(WORK INSTRUCTIONS): Print only the line with "Guideline: one keypoint for each instance of the open" and the lines after it, ending with the last line of the material, each exactly as it stands.

Dataset excerpt:
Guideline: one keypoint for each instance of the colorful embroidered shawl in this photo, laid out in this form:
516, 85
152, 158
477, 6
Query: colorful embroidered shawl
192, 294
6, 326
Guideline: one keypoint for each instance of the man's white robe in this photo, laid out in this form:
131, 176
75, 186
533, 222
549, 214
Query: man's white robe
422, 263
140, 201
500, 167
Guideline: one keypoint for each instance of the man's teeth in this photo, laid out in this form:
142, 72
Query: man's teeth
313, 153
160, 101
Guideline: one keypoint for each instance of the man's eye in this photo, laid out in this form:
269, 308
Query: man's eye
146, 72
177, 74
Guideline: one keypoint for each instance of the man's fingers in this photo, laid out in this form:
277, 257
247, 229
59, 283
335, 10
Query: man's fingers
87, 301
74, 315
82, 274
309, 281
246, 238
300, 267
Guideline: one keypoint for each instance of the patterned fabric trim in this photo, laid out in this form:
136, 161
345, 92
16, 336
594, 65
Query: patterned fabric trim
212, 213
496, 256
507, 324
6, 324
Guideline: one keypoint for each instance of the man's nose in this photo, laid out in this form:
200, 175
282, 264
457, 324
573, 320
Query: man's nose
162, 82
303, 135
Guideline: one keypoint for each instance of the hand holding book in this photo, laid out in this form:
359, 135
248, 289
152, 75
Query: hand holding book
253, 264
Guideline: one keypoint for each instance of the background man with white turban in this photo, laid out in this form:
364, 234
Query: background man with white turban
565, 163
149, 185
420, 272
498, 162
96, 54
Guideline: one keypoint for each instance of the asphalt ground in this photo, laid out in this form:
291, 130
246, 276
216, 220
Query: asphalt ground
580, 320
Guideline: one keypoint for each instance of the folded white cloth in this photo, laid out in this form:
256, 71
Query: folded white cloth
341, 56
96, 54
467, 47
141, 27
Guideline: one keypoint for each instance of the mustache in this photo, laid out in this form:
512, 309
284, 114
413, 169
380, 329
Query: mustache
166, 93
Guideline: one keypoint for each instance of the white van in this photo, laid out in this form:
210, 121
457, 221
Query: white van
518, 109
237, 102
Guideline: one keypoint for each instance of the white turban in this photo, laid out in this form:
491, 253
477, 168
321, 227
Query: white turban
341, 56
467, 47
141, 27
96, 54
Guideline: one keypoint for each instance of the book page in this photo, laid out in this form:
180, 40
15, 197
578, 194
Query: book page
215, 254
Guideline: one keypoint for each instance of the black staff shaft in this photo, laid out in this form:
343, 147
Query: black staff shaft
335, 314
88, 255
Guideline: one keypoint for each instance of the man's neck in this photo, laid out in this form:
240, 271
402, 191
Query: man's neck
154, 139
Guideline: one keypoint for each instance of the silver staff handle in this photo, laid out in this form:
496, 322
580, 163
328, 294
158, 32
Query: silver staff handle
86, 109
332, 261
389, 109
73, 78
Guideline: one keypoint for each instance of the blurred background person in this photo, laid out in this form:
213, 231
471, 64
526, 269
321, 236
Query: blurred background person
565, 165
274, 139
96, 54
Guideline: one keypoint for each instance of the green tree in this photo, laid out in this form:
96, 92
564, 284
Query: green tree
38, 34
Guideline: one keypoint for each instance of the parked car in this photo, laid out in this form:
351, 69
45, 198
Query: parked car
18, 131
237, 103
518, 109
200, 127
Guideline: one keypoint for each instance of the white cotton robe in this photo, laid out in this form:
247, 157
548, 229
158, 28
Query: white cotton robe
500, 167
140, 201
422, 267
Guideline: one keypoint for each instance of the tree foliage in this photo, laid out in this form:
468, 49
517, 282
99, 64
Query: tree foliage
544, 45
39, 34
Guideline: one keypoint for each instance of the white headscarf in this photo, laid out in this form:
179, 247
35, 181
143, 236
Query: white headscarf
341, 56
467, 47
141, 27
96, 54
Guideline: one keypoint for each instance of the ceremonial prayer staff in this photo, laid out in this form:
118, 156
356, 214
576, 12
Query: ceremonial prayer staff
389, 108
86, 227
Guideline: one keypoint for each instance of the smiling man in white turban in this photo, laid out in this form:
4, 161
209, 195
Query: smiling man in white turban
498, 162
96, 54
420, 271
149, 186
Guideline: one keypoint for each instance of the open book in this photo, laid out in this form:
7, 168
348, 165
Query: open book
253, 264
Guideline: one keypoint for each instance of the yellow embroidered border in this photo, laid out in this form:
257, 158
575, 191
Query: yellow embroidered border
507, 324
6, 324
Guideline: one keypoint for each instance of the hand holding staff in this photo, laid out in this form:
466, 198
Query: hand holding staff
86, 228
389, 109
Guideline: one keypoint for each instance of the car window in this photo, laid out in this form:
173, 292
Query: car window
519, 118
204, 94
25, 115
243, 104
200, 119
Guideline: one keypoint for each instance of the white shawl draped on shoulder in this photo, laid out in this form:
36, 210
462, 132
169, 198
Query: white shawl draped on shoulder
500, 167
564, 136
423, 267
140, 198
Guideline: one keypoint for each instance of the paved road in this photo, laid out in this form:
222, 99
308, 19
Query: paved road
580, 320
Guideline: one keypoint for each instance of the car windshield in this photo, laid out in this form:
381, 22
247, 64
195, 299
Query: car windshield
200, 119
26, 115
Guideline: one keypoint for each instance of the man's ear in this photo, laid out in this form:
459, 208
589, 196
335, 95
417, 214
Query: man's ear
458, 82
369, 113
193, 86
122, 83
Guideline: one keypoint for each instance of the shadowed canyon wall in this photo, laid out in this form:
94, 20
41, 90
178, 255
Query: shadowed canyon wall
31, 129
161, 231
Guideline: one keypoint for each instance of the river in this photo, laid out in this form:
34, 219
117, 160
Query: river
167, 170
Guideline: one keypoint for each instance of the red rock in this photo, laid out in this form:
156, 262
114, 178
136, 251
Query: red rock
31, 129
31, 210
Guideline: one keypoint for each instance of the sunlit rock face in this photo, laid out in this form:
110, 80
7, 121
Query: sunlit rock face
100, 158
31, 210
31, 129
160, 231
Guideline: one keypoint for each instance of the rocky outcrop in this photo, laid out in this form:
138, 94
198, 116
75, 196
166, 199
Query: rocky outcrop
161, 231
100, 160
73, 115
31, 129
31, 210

(FINISHED TASK):
Guideline: one keypoint for each instance of the open book in this photo, laid out in this form:
7, 168
348, 165
Query: open book
253, 264
Guideline: one keypoint for each instance of the yellow embroidered border in this photo, laid out in this form:
257, 158
575, 191
Query: yellow embroidered border
507, 324
6, 324
Guideline: one keypoint for each instance of the hand holding staff in this photo, laid out in this form:
466, 198
Query: hand holding staff
86, 228
389, 109
Guideline: one keypoint for each instance of the car window in this photo, laid out in this form:
173, 292
Query: car window
519, 118
204, 94
25, 115
243, 104
200, 119
Guideline: one keypoint for each instance of the white shawl draped on shoulder in this photo, laid out in this form:
36, 210
462, 132
169, 198
Query: white shawl draped on shoulder
500, 167
564, 136
423, 267
140, 198
Guideline: one keypoint for each instance of the paved road in this photo, laid out in this form:
222, 99
308, 19
Query: paved road
580, 320
Guideline: one keypoint for each instance of the car windshield in this photo, laid out in this form:
381, 22
247, 64
195, 299
Query: car windshield
200, 119
26, 115
Guideline: one keypoint for each instance of the man's ear in this photo, laid out in this form:
459, 208
589, 196
335, 95
417, 214
Query: man's ear
458, 82
369, 113
193, 86
122, 83
Guideline: one keypoint for each instance of the shadowed canyon wall in this photo, laid out in this form:
94, 20
41, 90
178, 255
Query: shadowed canyon wall
31, 129
161, 231
Guideline: one keypoint for each instance of the river in this photo, laid out in this form:
34, 219
117, 160
Query: river
167, 170
Guideline: one keypoint for each instance of the red rock in this photo, laid out in this form:
156, 262
114, 178
136, 251
Query: red rock
31, 129
31, 210
Guideline: one keypoint for each instance of the sunlit rock face in this photo, laid out in this form:
110, 80
7, 121
Query: sunlit rock face
100, 158
31, 210
31, 129
160, 231
Guideline: one keypoint for each instance of the rocky outcrop in this photo, laid out in this form:
138, 94
198, 116
75, 196
166, 199
Query: rocky outcrop
161, 231
100, 160
73, 115
31, 129
31, 210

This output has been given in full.